**Exercise instructions:** From the listing below, return every line with the string "patterned" in it.

====================

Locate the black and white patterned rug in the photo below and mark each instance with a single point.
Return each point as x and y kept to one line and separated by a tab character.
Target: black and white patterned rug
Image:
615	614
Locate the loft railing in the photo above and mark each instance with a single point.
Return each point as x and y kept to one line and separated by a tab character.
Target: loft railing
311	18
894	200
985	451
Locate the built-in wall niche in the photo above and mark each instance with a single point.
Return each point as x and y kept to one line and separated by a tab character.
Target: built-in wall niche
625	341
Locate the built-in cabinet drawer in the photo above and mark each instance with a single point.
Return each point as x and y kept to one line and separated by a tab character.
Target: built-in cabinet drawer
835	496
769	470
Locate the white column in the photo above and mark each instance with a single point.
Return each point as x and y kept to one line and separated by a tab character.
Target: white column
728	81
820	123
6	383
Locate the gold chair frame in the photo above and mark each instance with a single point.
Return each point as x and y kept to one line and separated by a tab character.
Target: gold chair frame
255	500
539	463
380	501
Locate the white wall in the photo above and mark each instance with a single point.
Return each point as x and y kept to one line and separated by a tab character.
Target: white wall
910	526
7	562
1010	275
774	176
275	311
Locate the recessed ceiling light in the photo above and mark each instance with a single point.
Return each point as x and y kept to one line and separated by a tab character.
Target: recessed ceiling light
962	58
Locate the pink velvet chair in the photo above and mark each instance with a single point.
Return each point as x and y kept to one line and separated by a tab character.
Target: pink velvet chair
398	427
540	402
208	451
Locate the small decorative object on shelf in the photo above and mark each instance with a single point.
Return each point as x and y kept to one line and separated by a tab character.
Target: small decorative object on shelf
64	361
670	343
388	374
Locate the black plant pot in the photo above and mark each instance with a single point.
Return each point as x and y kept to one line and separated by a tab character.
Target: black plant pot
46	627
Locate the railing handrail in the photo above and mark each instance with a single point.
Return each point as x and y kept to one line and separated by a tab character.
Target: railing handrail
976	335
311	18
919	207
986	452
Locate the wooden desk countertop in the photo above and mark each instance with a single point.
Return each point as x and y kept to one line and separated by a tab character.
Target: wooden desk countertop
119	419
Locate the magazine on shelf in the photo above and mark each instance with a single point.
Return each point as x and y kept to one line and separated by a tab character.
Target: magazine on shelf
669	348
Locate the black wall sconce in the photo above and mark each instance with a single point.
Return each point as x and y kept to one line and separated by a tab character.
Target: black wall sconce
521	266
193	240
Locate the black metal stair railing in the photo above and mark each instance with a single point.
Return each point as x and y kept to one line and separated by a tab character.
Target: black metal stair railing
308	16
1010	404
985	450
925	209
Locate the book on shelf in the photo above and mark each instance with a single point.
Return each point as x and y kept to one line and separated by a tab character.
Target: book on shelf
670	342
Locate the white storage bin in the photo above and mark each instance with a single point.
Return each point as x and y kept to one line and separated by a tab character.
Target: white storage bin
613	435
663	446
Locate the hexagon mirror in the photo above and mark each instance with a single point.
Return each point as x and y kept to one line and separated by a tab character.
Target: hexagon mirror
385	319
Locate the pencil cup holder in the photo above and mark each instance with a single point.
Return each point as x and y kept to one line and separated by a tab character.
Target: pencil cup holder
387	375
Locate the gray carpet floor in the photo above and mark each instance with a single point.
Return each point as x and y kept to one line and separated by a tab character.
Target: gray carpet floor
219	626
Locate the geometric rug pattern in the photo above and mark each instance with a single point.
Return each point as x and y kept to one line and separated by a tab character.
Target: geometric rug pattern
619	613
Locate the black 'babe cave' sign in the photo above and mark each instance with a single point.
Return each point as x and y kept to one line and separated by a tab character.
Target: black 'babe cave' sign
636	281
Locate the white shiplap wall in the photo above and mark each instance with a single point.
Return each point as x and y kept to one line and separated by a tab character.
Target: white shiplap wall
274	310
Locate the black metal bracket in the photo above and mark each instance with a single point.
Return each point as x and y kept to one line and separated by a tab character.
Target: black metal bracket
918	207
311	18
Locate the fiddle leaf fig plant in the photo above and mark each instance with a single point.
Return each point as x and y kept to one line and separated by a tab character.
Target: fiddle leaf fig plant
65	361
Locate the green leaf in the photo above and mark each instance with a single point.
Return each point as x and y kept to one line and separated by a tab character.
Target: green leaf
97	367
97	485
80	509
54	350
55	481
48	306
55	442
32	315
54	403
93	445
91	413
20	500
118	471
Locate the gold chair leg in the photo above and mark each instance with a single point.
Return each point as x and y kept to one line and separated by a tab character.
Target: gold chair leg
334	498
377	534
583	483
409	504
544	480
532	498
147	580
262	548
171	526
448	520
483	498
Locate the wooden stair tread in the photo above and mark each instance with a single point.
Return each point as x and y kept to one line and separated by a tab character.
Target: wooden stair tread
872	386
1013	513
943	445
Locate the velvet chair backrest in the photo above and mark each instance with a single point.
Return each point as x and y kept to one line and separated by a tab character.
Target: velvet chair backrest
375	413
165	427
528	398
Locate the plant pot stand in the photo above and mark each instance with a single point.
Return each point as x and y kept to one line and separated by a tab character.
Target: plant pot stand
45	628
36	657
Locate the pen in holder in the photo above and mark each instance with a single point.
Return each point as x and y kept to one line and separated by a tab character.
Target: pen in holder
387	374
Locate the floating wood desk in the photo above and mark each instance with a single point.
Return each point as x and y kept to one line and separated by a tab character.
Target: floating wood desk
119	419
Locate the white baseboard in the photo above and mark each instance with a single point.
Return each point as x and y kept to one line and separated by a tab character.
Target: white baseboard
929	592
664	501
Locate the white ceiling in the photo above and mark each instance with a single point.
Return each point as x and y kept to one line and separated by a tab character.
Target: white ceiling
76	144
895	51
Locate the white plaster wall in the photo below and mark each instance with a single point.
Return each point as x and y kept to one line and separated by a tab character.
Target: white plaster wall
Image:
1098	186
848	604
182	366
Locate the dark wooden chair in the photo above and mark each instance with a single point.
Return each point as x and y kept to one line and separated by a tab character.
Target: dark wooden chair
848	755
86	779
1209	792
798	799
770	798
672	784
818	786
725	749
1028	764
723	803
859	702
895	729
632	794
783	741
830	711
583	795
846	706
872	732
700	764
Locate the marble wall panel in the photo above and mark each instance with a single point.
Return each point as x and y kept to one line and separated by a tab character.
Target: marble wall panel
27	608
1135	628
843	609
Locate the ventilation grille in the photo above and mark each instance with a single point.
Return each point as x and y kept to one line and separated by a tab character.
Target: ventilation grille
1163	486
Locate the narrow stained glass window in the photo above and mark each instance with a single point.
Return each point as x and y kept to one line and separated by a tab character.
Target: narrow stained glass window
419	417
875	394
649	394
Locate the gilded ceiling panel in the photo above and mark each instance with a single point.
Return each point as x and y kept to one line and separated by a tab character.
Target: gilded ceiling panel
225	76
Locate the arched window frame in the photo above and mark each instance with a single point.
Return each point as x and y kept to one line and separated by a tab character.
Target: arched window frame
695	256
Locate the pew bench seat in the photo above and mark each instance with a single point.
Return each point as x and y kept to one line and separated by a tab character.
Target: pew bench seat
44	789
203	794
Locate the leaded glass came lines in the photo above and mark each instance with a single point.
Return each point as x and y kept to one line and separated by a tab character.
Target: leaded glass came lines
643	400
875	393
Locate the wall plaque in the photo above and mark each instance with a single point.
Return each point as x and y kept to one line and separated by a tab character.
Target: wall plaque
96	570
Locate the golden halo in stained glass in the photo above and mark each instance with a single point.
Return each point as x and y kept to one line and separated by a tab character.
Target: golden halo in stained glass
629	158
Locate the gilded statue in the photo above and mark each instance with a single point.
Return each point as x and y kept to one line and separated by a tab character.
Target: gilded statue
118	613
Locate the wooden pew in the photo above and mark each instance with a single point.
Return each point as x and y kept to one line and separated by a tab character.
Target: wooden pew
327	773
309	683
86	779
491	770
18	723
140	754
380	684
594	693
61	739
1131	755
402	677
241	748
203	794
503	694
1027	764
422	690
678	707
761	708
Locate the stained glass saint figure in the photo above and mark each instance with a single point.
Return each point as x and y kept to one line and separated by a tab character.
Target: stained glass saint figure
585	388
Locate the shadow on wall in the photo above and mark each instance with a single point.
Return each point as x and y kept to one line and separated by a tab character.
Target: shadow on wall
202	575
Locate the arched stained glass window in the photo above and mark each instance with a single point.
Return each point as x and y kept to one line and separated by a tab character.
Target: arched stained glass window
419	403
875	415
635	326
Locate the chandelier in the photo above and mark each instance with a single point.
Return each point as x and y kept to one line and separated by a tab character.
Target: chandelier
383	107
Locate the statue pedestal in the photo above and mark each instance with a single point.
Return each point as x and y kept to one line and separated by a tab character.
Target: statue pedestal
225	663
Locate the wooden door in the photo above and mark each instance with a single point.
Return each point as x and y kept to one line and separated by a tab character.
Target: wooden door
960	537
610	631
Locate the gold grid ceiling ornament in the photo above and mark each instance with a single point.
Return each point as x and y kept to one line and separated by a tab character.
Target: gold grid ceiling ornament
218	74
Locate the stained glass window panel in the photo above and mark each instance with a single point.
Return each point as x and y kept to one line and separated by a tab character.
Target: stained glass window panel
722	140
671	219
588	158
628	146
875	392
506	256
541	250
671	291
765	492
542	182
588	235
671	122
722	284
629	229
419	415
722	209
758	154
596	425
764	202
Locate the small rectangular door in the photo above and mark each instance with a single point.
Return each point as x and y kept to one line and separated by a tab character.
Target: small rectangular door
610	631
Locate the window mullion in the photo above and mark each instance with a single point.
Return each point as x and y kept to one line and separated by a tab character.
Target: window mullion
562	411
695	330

====================

**Answer:**
Locate the black and white patterned rug in the photo below and mark each instance with a single point.
Target: black and white patterned rug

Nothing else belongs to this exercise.